Count the lines in the entries below that contain the string "positive", with case counting. Reply with the number alone.

(Supplied information)
--- START ---
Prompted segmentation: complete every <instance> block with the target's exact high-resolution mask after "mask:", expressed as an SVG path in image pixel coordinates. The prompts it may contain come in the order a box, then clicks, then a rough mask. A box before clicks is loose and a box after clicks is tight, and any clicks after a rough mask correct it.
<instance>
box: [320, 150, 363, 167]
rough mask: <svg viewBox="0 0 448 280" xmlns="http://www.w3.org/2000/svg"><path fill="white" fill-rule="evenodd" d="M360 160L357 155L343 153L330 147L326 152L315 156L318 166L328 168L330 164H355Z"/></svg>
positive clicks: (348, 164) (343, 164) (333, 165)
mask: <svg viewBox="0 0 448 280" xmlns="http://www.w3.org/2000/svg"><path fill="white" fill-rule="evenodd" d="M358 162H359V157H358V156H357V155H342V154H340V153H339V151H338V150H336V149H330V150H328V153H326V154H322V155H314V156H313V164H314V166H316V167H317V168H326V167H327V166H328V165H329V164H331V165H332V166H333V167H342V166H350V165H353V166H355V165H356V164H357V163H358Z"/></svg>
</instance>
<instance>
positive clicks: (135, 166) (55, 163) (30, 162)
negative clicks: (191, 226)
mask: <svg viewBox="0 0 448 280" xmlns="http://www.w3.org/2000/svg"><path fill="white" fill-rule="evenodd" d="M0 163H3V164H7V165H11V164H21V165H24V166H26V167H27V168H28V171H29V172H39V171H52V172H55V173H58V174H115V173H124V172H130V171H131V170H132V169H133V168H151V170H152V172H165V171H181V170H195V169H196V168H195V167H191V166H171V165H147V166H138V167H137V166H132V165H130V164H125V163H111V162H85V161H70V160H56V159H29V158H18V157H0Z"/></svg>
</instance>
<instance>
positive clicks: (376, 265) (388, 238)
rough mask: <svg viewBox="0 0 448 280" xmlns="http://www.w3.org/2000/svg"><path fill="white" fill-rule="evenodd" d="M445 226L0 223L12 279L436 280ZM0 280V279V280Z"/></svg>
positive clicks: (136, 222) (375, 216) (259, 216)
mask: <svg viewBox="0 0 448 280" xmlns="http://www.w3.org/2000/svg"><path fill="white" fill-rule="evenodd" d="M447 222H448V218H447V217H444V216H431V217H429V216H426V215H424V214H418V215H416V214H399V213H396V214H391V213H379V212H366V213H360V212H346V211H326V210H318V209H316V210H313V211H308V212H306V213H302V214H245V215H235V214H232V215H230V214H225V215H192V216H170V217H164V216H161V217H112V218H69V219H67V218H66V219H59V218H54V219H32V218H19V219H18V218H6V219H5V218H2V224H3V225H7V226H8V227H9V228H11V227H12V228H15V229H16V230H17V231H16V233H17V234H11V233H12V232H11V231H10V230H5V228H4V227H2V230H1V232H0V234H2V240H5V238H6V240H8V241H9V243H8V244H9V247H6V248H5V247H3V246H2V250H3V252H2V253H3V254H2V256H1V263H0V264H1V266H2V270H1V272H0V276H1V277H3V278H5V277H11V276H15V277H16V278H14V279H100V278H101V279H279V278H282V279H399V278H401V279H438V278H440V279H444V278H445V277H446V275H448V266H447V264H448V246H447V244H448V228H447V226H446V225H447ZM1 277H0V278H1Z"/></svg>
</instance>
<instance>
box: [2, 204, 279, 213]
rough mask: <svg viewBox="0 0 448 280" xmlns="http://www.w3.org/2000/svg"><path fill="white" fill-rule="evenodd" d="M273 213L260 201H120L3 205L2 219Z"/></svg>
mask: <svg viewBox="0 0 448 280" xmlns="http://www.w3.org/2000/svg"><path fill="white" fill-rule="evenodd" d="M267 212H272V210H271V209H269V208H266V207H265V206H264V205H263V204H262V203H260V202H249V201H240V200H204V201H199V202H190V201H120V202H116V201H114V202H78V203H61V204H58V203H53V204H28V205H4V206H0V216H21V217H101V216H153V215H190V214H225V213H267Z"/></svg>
--- END ---
(Solution for this exercise) 4